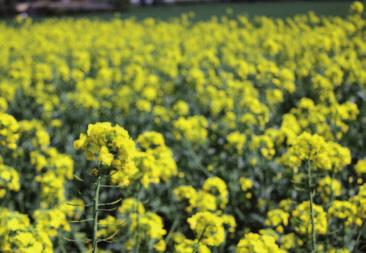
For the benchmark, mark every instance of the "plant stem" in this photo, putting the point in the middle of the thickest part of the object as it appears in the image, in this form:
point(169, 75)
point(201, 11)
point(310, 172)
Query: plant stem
point(312, 215)
point(95, 214)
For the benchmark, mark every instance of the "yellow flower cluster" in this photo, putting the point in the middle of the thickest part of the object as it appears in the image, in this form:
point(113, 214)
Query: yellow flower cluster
point(116, 154)
point(192, 129)
point(9, 128)
point(147, 226)
point(18, 235)
point(208, 228)
point(322, 155)
point(242, 106)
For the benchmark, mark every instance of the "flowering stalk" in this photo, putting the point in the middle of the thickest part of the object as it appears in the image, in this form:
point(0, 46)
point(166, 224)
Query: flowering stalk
point(312, 215)
point(95, 213)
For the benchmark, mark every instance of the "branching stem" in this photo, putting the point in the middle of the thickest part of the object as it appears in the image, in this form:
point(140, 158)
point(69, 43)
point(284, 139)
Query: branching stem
point(95, 214)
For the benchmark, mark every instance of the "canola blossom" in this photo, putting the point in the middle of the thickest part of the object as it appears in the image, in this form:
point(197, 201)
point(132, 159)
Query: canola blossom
point(230, 134)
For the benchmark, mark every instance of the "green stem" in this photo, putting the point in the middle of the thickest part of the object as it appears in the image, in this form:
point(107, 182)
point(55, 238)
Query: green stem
point(312, 215)
point(95, 214)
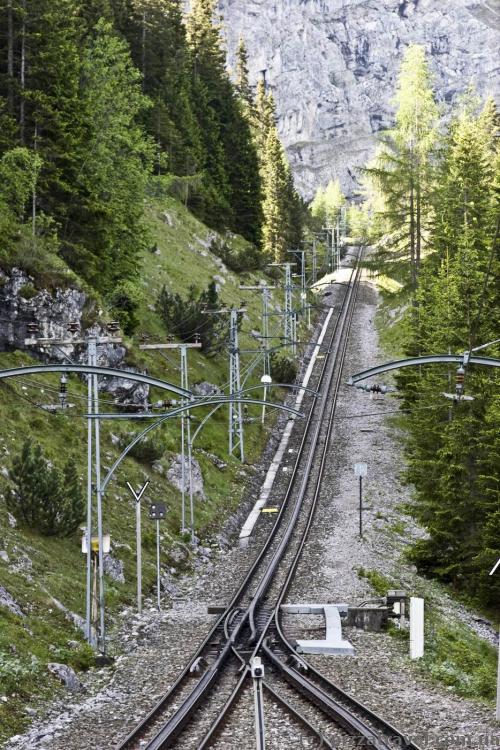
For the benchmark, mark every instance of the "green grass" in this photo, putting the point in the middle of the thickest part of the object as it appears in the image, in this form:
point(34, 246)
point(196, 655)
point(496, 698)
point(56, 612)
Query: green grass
point(57, 565)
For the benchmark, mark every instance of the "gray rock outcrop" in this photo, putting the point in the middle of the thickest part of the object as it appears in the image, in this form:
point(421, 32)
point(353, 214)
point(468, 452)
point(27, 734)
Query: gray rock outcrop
point(21, 303)
point(332, 65)
point(8, 601)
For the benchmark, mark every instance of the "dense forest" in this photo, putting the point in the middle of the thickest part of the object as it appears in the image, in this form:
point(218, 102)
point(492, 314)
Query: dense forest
point(433, 196)
point(102, 102)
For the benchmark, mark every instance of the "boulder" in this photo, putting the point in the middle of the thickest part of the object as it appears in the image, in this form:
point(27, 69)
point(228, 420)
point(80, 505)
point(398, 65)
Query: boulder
point(66, 675)
point(174, 476)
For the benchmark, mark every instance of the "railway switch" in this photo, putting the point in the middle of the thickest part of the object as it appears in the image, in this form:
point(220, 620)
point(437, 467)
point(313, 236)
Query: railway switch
point(257, 668)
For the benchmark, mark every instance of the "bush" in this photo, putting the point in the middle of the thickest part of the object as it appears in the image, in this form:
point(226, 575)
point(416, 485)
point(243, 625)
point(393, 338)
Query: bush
point(187, 320)
point(283, 369)
point(43, 497)
point(147, 450)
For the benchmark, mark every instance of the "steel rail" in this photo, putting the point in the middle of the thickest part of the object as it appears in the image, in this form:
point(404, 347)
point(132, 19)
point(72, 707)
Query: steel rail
point(176, 723)
point(271, 571)
point(217, 725)
point(318, 693)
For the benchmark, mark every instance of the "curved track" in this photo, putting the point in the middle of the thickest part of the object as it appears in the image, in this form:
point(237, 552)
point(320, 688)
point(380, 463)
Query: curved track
point(194, 711)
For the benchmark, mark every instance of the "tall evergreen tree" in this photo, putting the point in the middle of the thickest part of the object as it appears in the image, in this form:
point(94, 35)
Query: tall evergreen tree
point(404, 170)
point(105, 228)
point(231, 163)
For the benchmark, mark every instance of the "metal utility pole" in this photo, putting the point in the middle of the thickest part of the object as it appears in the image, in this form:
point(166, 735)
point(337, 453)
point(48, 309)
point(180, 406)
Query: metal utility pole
point(185, 431)
point(257, 672)
point(235, 428)
point(137, 497)
point(497, 711)
point(91, 341)
point(265, 322)
point(330, 229)
point(157, 512)
point(288, 308)
point(338, 242)
point(360, 471)
point(314, 262)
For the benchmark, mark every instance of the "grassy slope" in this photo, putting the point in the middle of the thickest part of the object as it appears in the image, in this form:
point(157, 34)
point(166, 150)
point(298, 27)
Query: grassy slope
point(44, 567)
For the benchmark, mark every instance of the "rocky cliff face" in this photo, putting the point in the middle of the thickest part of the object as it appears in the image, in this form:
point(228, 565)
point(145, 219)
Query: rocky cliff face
point(332, 66)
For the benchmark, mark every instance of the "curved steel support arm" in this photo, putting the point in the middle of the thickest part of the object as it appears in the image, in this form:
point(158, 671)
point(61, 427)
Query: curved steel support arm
point(174, 413)
point(194, 405)
point(428, 360)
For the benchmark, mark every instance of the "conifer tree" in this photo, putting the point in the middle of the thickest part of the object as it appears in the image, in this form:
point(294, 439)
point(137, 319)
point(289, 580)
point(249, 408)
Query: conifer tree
point(242, 76)
point(105, 228)
point(404, 171)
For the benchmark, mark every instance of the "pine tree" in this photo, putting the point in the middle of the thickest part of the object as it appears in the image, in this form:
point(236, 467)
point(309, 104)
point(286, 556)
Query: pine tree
point(243, 86)
point(403, 171)
point(275, 186)
point(105, 230)
point(327, 202)
point(41, 496)
point(231, 164)
point(452, 450)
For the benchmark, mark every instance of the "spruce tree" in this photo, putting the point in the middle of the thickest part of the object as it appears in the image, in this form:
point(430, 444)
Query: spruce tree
point(403, 171)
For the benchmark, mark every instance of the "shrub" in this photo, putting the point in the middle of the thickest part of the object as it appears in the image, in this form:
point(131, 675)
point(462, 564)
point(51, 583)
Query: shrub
point(43, 497)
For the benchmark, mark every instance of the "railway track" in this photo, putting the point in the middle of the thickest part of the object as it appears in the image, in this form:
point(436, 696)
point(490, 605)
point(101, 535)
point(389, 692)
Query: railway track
point(197, 708)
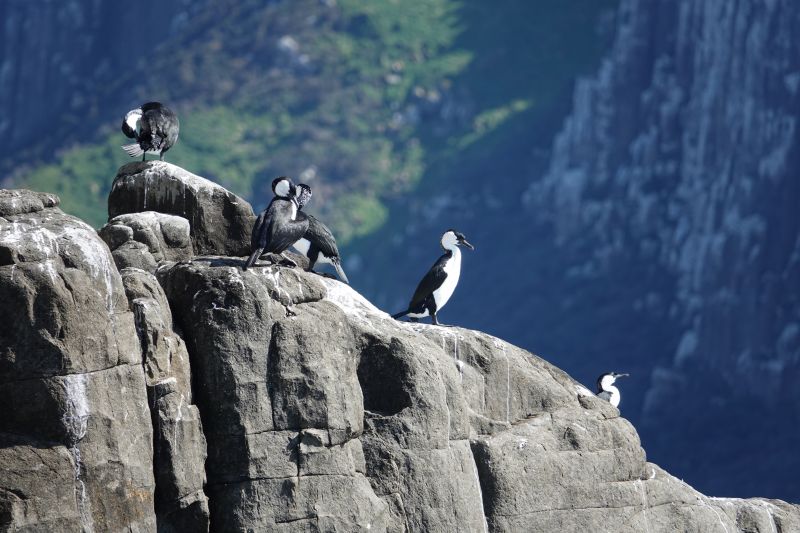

● ● ● ● ●

[TRABAJO PEDIDO] Junta en una lista todas las líneas de los datos de arriba en las que aparece la palabra "canola".

[RESPUESTA ESCRITA]
For the benchmark, mark every instance of the "canola blossom" in this photo, putting the point in the middle of the thickest part of the object as it appears in the image, in this form:
Query: canola blossom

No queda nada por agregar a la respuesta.